▸ Directive:
Which lines in the records below contain the word "wall"? Gather every one of them and copy each line out in full.

* BEGIN Material supplied *

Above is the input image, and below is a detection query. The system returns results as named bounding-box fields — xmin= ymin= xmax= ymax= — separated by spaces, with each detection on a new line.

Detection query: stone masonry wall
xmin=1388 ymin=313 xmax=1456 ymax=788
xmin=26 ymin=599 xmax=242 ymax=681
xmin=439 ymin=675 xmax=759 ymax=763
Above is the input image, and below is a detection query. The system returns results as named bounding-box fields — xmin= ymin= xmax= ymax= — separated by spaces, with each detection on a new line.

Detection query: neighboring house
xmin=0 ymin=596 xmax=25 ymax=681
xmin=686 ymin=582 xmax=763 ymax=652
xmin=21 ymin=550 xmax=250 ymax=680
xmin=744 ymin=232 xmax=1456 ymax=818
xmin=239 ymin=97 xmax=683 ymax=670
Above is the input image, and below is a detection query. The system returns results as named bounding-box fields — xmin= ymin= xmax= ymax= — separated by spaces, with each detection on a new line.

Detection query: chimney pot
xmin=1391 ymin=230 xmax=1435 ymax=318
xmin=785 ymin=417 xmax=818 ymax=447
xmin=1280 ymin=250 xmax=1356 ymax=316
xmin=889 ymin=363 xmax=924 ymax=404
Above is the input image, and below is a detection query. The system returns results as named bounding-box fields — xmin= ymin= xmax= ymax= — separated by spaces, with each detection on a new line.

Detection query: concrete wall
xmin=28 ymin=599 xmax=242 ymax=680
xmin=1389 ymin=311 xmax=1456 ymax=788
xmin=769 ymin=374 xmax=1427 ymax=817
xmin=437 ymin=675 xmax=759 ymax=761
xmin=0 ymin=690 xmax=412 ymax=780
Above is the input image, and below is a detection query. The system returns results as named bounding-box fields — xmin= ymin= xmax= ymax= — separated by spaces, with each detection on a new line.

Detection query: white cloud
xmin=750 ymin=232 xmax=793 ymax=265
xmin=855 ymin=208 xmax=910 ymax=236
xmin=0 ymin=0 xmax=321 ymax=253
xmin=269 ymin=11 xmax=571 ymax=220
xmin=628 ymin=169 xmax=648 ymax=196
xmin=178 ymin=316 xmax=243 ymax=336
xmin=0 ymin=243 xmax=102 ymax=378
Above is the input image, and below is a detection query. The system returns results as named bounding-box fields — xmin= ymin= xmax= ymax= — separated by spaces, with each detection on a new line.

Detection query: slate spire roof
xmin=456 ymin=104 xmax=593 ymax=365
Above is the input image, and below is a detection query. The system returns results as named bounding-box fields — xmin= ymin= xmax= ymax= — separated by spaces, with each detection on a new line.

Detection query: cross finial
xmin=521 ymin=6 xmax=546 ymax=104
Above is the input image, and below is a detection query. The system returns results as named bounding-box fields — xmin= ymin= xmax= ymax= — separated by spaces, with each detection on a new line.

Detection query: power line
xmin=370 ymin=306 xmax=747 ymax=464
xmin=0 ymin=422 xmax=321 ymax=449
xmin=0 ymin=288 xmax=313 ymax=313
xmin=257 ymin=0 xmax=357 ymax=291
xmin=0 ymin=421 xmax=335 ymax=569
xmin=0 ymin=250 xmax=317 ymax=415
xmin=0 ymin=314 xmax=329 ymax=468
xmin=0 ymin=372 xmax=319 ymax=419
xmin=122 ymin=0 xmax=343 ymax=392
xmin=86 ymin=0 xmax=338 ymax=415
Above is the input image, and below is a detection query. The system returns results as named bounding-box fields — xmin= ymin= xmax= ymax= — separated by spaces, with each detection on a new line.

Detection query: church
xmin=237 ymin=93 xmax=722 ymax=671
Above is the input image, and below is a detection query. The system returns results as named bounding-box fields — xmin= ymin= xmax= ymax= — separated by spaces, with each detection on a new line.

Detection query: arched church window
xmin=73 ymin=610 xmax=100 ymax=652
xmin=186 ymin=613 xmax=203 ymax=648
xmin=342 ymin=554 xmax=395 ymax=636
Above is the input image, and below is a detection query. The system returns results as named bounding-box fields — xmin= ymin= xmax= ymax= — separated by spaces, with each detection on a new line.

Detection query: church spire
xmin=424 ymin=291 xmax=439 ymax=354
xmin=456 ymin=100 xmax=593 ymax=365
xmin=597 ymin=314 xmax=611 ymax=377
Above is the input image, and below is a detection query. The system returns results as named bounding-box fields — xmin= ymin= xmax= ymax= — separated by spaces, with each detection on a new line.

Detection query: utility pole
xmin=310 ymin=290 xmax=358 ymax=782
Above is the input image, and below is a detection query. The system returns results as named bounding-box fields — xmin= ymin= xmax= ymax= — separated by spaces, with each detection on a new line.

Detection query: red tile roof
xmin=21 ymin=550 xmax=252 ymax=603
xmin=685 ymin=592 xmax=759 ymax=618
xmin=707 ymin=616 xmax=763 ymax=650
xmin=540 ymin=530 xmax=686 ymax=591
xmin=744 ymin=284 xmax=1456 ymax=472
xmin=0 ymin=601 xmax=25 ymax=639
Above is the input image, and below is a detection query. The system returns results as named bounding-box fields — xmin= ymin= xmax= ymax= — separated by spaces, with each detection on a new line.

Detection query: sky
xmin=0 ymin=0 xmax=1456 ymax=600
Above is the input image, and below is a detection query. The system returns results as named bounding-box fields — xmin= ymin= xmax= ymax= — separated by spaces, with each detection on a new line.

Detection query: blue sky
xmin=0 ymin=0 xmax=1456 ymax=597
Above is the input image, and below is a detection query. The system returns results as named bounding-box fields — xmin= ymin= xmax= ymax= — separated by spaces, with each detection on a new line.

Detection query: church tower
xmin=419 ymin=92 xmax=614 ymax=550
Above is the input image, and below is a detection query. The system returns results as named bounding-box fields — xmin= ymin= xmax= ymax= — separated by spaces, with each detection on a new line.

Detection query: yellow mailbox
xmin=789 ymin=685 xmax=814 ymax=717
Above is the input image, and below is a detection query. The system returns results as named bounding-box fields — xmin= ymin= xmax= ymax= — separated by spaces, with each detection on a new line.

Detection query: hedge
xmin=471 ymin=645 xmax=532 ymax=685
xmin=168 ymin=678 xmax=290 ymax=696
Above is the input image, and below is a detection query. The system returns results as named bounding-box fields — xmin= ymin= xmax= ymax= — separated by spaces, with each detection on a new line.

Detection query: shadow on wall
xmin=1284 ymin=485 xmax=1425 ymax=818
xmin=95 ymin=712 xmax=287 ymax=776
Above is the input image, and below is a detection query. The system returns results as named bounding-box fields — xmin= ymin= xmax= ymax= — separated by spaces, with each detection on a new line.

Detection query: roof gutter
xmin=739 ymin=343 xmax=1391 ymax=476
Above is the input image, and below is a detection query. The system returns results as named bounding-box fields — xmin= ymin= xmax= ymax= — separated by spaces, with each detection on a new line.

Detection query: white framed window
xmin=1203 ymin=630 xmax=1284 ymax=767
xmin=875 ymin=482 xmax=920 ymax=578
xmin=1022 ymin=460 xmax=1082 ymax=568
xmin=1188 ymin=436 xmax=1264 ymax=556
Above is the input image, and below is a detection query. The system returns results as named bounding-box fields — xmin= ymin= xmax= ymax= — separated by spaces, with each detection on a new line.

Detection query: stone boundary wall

* END Material supplied *
* BEGIN Material supplied *

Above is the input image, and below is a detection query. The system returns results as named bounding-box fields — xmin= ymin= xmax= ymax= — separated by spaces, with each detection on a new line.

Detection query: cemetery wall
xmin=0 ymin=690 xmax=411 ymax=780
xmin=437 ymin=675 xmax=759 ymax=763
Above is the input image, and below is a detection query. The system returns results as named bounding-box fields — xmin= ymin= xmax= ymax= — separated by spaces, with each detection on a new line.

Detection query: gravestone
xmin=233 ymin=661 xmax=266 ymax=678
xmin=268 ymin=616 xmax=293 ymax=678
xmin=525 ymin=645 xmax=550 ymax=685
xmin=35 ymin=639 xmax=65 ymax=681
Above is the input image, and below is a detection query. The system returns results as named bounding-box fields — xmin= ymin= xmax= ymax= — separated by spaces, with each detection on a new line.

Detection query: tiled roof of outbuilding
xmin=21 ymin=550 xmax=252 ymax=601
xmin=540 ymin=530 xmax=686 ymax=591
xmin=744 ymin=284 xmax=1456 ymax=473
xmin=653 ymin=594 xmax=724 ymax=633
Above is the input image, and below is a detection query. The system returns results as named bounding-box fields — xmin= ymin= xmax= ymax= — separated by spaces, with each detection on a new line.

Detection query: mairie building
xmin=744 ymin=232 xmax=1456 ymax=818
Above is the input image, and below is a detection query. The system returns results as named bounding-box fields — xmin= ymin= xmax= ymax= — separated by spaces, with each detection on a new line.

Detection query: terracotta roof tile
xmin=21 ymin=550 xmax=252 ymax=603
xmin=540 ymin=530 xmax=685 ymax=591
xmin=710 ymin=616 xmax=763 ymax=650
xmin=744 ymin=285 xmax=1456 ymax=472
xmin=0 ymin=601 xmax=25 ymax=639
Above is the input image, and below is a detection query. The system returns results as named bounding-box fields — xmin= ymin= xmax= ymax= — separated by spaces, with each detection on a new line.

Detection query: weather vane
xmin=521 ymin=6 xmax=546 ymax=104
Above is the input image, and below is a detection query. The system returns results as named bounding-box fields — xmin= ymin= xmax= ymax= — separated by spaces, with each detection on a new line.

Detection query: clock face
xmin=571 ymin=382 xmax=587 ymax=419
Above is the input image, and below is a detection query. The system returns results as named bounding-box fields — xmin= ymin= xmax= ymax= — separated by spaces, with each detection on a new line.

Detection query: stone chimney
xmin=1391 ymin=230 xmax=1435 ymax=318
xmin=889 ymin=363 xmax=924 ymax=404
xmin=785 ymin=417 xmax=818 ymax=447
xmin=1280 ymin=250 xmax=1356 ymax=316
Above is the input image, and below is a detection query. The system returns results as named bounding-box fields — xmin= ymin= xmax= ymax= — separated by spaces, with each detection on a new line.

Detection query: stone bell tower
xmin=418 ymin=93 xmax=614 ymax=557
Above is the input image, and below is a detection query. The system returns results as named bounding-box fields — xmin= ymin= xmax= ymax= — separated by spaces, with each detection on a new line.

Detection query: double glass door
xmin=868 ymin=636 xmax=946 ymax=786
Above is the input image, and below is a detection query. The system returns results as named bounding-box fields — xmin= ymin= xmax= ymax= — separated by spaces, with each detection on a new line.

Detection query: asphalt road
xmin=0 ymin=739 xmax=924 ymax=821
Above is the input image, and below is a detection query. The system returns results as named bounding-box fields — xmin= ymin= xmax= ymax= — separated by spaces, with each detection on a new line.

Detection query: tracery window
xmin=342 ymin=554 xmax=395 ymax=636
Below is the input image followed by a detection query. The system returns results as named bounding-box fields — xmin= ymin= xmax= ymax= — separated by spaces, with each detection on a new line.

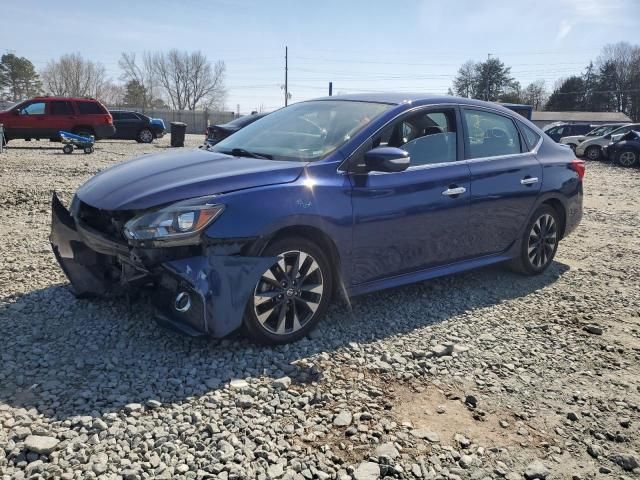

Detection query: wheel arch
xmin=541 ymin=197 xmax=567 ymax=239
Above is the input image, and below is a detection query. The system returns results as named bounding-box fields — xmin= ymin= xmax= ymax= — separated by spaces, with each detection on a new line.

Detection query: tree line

* END Material supplied *
* BEGIN Material supplied *

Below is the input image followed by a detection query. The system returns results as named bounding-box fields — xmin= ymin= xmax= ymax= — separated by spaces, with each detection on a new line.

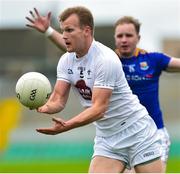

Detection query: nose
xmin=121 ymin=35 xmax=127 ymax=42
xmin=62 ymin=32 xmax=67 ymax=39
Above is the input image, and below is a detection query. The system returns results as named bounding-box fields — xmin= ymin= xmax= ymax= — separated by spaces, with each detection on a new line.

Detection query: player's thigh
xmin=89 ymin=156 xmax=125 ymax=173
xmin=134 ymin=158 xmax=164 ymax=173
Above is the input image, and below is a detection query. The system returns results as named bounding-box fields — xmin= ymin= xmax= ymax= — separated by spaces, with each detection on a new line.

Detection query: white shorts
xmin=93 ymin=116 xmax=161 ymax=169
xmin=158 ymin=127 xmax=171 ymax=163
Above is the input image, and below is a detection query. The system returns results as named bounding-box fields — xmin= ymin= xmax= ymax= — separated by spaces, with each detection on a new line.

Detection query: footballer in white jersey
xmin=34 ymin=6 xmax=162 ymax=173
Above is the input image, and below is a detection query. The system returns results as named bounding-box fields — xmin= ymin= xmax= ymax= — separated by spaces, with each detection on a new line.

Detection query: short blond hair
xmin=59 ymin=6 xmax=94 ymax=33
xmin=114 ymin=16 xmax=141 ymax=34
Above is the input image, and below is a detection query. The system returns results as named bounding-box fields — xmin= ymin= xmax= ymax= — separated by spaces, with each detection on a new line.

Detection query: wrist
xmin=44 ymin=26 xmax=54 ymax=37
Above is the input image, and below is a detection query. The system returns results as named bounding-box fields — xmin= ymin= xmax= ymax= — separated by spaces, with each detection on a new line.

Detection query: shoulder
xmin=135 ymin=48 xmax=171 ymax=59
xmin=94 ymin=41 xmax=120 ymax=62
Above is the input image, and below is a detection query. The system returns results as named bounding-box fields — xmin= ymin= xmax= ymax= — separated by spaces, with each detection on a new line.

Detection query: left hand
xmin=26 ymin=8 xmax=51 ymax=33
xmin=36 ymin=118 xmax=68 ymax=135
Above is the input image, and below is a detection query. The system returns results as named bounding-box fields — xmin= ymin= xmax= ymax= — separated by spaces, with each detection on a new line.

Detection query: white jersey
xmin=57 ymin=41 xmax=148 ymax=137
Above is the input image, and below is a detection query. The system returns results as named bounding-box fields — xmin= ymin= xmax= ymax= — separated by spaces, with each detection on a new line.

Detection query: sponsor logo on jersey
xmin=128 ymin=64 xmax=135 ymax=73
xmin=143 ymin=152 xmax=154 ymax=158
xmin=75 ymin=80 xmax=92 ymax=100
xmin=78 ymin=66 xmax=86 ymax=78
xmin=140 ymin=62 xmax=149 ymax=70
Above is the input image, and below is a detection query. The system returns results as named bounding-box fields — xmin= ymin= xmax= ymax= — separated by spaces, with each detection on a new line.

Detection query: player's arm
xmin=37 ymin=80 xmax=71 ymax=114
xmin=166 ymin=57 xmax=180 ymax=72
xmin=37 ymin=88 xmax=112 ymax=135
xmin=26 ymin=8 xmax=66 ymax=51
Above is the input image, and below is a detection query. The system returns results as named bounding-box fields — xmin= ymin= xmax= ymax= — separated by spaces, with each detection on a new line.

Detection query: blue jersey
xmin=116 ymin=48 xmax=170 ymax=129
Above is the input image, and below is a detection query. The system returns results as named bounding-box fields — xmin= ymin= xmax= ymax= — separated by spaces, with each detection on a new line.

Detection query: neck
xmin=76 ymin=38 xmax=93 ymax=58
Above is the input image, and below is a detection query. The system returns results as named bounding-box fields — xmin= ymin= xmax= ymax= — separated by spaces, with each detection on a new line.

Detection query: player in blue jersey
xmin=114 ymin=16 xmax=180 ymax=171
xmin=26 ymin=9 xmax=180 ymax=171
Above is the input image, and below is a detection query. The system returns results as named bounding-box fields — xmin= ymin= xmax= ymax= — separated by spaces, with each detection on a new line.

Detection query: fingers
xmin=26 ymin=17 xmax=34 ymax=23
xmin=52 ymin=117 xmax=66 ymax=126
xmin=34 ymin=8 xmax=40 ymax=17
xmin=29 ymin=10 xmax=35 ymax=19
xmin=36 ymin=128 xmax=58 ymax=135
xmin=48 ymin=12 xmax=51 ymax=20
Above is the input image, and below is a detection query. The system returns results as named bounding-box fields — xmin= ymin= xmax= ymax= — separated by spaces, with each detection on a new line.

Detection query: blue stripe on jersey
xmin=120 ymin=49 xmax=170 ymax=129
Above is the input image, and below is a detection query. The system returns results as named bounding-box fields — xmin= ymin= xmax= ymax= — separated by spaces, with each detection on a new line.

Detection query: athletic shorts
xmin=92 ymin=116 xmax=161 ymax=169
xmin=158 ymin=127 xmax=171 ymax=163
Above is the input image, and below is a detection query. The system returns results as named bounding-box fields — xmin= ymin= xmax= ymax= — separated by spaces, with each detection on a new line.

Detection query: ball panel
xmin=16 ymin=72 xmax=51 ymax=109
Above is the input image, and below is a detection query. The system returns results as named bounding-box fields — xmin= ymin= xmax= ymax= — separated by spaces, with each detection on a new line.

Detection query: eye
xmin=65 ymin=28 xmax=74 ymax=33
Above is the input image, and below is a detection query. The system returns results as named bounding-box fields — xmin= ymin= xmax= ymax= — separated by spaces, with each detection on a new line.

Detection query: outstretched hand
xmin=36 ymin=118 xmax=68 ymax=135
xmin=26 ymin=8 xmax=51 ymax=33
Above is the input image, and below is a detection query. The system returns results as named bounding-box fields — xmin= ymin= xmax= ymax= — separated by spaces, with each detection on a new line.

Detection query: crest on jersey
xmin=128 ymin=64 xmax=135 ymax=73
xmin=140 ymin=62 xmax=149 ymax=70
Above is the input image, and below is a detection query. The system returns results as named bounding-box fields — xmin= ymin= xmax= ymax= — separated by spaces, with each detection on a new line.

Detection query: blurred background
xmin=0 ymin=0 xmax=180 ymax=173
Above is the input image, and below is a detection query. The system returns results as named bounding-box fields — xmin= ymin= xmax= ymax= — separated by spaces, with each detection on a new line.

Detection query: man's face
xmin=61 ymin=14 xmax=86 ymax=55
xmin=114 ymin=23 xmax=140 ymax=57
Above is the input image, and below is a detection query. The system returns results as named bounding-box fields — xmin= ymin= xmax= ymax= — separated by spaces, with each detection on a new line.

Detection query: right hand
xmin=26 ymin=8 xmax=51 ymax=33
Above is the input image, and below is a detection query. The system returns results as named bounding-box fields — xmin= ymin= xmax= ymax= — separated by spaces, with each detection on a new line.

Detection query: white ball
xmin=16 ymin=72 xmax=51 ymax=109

* END Material supplied *

▸ Task response:
Detection query: stone masonry wall
Detection query: concrete wall
Detection query: shadow on wall
Detection query: stone boundary wall
Detection query: cemetery wall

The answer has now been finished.